# Your tasks:
1 - Shorten the paragraph in the interview that begins "You know, in Persian, in Farsi" to a single sentence that keeps its main facts.
2 - Write out everything in the interview from "00:07:57 Speaker_00" down to "war on Iran?", word for word.

But I want to start with asking you as a researcher and an expert on Iranian society and politics, what is the most important thing that you think we in the West don't get about Iran?

00:05:33 Speaker_00
and that we don't get about how Iranian leaders and the regime perceives itself.

00:05:39 Speaker_01
Well, there are 90 million Iranians in Iran, so they think differently about different things.

00:05:45 Speaker_01
But when it comes to perception, I think that perhaps the most important thing to understand about Iran is that there seems to be a paradox between the way they perceive themselves as a former empire, which deserves the right to be recognized as at least a regional power in the Middle East,

00:06:07 Speaker_01
and the fact that they're surrounded or at least they think they're surrounded by threats and challenges.

00:06:14 Speaker_01
You know I was once told about a western journalist who went to Iran and she got into a taxi and the driver asked her where are you from and she said I'm from Rome. And she said, oh, and he told her, oh, you're from Rome.

00:06:29 Speaker_01
Well, never forget that both Rome and Iran used to be empires. So that's on the one part. On the other hand, I have to tell you that when I was working almost a year ago,

00:06:43 Speaker_01
on my research on Iranian involvement in the Middle East, I read a lot of papers published and articles published by the Imam Hussein University, which is affiliated with the Revolutionary Guards.

00:06:57 Speaker_01
And I read their perception about the region and about the so-called Zionist threats. And it amazed me that they think about Israel more or less the same as Israel thinks about Iran.

00:07:10 Speaker_01
As a country surrounded by enemies, they kept saying that the Zionist regime tries to encircle Iran from northern Iraq, from the Persian Gulf. It goes back to the Iran-Iraq war.

00:07:23 Speaker_01
You know, in Persian, in Farsi, the Iran-Iraq war is called the war which was imposed on Iran. And they still go back to the Iran-Iraq war as the national trauma.

00:07:36 Speaker_01
And I think it's very important on the one hand to understand that they want to be regarded as equals, And on the other hand, we have to understand the disconception of threats.

00:07:47 Speaker_01
They really believe that they have to preserve their national interests because they might face the same reality they faced during the 1980s with Iraq.

00:07:57 Speaker_00
Okay, I want to stay on that for just one moment. So the Iran-Iraq war, can you just give two minutes of background on the Iran-Iraq war? why it started and how it ended. And when I was working in Iraq on behalf of the U.S.

00:08:10 Speaker_00
government, they would often describe the Iran-Iraq war as Iran's Vietnam and the toll it imposed on Iranian society, on the Iranian people and on Iranian government and the regime's decision making going forward.

00:08:22 Speaker_00
So can you just talk a little bit about the impact of that war on Iran?

# Data rows:

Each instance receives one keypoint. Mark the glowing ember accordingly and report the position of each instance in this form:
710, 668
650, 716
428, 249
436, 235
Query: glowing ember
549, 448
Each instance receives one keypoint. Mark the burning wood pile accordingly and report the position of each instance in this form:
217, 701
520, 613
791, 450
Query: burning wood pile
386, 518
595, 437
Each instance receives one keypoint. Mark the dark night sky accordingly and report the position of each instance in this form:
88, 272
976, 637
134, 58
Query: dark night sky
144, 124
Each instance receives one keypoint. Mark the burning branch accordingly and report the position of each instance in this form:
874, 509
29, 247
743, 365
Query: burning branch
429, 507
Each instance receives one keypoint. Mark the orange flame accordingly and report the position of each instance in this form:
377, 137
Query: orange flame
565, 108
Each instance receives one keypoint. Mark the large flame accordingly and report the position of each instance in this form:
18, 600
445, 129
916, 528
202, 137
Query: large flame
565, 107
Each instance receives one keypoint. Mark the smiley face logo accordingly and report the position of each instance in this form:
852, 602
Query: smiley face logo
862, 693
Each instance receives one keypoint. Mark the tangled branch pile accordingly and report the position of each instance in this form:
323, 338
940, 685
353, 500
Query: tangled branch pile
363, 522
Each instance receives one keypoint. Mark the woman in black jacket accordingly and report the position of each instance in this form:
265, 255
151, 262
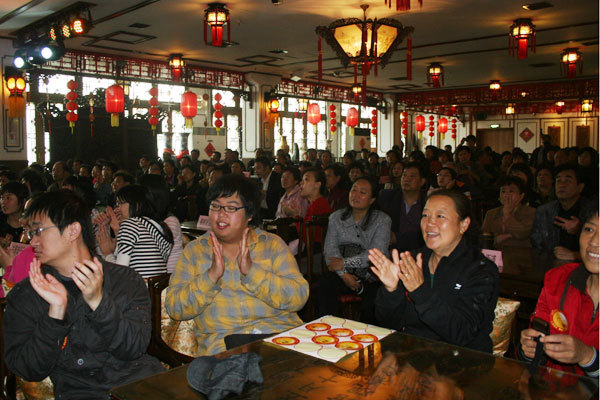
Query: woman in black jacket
445, 291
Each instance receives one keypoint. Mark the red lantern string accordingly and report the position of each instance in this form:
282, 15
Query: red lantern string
71, 104
218, 113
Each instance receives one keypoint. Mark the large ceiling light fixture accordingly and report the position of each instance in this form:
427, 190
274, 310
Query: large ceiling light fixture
521, 36
216, 16
366, 42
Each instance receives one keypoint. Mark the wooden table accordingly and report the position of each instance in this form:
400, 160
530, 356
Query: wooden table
399, 367
523, 271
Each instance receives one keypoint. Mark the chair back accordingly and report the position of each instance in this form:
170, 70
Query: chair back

# The replies:
1 - In Farsi, the Iran-Iraq war is called the war imposed on Iran, and it is still looked back on as the national trauma.

2 -
00:07:57 Speaker_00
Okay, I want to stay on that for just one moment. So the Iran-Iraq war, can you just give two minutes of background on the Iran-Iraq war? why it started and how it ended. And when I was working in Iraq on behalf of the U.S.

00:08:10 Speaker_00
government, they would often describe the Iran-Iraq war as Iran's Vietnam and the toll it imposed on Iranian society, on the Iranian people and on Iranian government and the regime's decision making going forward.

00:08:22 Speaker_00
So can you just talk a little bit about the impact of that war on Iran?